> **Passage source**
┄┄┄┄┄┄

Emmanuel Macron estime d’ailleurs que la France « a très bien résisté » au lancement des plateformes de streaming. « Nous sommes très bons pour produire des contenus, déclare-t-il. Nous avons de grands acteurs, nous avons de grands auteurs, nous avons de grands réalisateurs. Nous avons des producteurs indépendants et nous avons aussi des groupes qui produisent beaucoup de documentaires, de courts, de longs métrages et de séries. »
L’objectif est déjà de rivaliser avec les voisins européens. Dans le cadre du plan France 2030, le gouvernement a programmé 350 millions d'euros de subventions, dont une partie doit permettre aux studios français de doubler leur surface afin de concurrencer ceux de Pinewood à Londres, Babelsberg à Berlin et Cinecittà à Rome.
« On ne peut pas tomber dans un système de dénonciation où tout le monde est écarté sans avoir la possibilité de prouver son innocence. »
Emmanuel Macron au sujet du mouvement #MeToo
Une autre singularité du cinéma français semble, aux yeux des Américains, beaucoup moins reluisante. Sept ans après les premières révélations sur Harvey Weinstein et la vague #MeToo qui a secoué Hollywood, les remous sont encore forts de ce côté-ci de l’Atlantique. Les Américains ont notamment observé de près les circonvolutions présidentielles sur le dossier Gérard Depardieu. Fin décembre, Emmanuel Macron était monté au créneau pour défendre un « immense acteur » qui « rend fière la France ». Puis s’était ravisé, quelques mois plus tard, assurant qu’il n’avait « jamais défendu un agresseur face à des victimes ». Alors qu’un procès pour Gérard Depardieu approche, Variety interroge Emmanuel Macron à ce sujet. « Il faut d'abord s'adresser aux femmes qui ont subi des violences sexuelles et sexistes et dont la vie a été traumatisée, dont la carrière, dans certains cas, a été brisée », estime-t-il. Avant de dénoncer « une forme de complaisance, d'omerta, d'habitudes qui s'étaient installées et qui sont intolérables ». « Mais je crois à la présomption d'innocence, ajoute-t-il. Il faut toujours trouver les bonnes règles pour que les victimes soient respectées, que leur parole soit prise en compte, que justice soit rendue et surtout que chacun soit protégé pour l'avenir afin que cela ne se reproduise plus. Ensuite, il faut créer les conditions du vivre ensemble. On ne peut pas tomber dans un système de dénonciation où tout le monde est écarté sans avoir la possibilité de prouver son innocence ou de répondre aux accusations. »

┄┄┄┄┄┄

> **Données sources**
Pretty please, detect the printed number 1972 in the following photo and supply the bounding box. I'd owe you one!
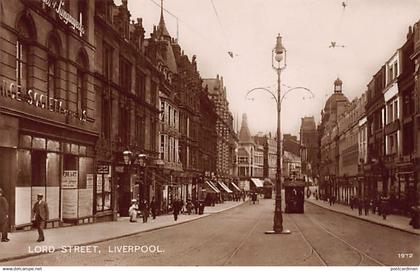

┄┄┄┄┄┄

> **Tâches à réaliser**
1. D'après le passage sur le cinéma français, quel montant de subventions le gouvernement a-t-il prévu dans le cadre du plan France 2030 ?
2. Rédigez la suite du passage sur le cinéma français, s'il vous plaît, en partant de sa dernière phrase.
Les données ne servent à rien pour ce travail.

> **Réponses**
1. 350 millions d'euros.

2.
Il va falloir réglementer la responsabilité des acteurs qui diffusent l'IA
Emmanuel Macron
À l’heure où Netflix et Disney+ dominent l’univers du streaming, le cinéma doit aussi s’adapter à l’intelligence artificielle. Elle permet d’automatiser la production, de réutiliser des voix et même de simuler des performances d’acteurs de manière numérique. Si cette avancée ouvre à des possibilités inédites, elle a aussi provoqué une grève des acteurs et scénariste à Hollywood, qui en dénonçaient des dérives. « Il y a une course à l'innovation, il faut donc y participer », assure Emmanuel Macron. Mais ce dernier reconnaît que les lois en vigueur, permettant de protéger les droits d’auteur, ne sont pas bien encadrées, ni efficaces. « Il faut continuer à former et à retenir les talents, investir plus d'argent public et privé (...) Mais il va falloir réglementer la responsabilité des acteurs qui diffusent l'IA. Il va falloir définir les règles pour savoir ce qui est vrai et ce qui est faux. Comment savoir avec certitude qu'il s'agit d'une vraie vidéo ? » Ces questions seront débattues lors d’un sommet mondial pour l’action sur l’intelligence artificielle, organisé en France, le 10 et 11 février.